*Activity:* Starting at the top of the records, output every line through the one that contains "task | identify every instance of the yellow", keeping each exactly as it appears.

*Record extracts:*
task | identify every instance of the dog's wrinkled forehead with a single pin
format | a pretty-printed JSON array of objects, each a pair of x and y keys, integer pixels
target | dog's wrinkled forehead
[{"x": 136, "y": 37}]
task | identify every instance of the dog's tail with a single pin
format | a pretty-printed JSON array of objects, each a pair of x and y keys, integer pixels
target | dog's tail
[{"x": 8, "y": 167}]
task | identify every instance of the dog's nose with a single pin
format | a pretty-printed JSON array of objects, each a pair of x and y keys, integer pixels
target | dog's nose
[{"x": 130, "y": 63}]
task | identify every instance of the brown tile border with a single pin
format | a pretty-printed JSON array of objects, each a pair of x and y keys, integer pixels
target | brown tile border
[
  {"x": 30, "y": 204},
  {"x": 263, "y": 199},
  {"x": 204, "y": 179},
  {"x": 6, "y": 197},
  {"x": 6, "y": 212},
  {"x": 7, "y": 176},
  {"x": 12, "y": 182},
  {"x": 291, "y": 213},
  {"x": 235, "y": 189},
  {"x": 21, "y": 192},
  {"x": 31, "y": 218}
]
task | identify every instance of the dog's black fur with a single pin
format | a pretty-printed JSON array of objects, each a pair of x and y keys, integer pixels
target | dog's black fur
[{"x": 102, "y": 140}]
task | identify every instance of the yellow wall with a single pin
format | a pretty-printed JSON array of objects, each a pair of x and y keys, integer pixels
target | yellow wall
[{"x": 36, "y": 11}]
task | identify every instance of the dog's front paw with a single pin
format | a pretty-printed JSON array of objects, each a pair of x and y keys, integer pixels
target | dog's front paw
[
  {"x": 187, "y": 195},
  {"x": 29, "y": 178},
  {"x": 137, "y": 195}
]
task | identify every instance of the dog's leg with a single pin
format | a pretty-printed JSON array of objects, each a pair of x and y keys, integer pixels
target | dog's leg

*Answer section:*
task | identify every instance of the dog's wrinkled forehead with a single pin
format | a pretty-printed JSON array of objects, each a pair of x and y keys, integer pixels
target | dog's wrinkled forehead
[{"x": 136, "y": 37}]
task | identify every instance of the dog's tail with a single pin
format | a pretty-printed JSON array of objects, each a pair of x and y keys, integer pixels
target | dog's tail
[{"x": 8, "y": 167}]
task | identify every instance of the dog's nose with a single pin
format | a pretty-printed JSON array of objects, each a pair of x and y keys, integer pixels
target | dog's nose
[{"x": 130, "y": 63}]
task | identify every instance of the brown tile border with a single pin
format | a pretty-printed JSON array of objects, each a pair of x and y keys, integer pixels
target | brown tile border
[
  {"x": 30, "y": 204},
  {"x": 263, "y": 199},
  {"x": 204, "y": 179},
  {"x": 6, "y": 197},
  {"x": 6, "y": 212},
  {"x": 7, "y": 176},
  {"x": 12, "y": 182},
  {"x": 291, "y": 213},
  {"x": 235, "y": 189},
  {"x": 21, "y": 192},
  {"x": 31, "y": 218}
]
task | identify every instance of the dog's black fur with a single pin
format | a pretty-printed JSON array of objects, each a pair of x and y keys, integer pixels
target | dog's black fur
[{"x": 102, "y": 140}]
task | identify every instance of the yellow wall with a single pin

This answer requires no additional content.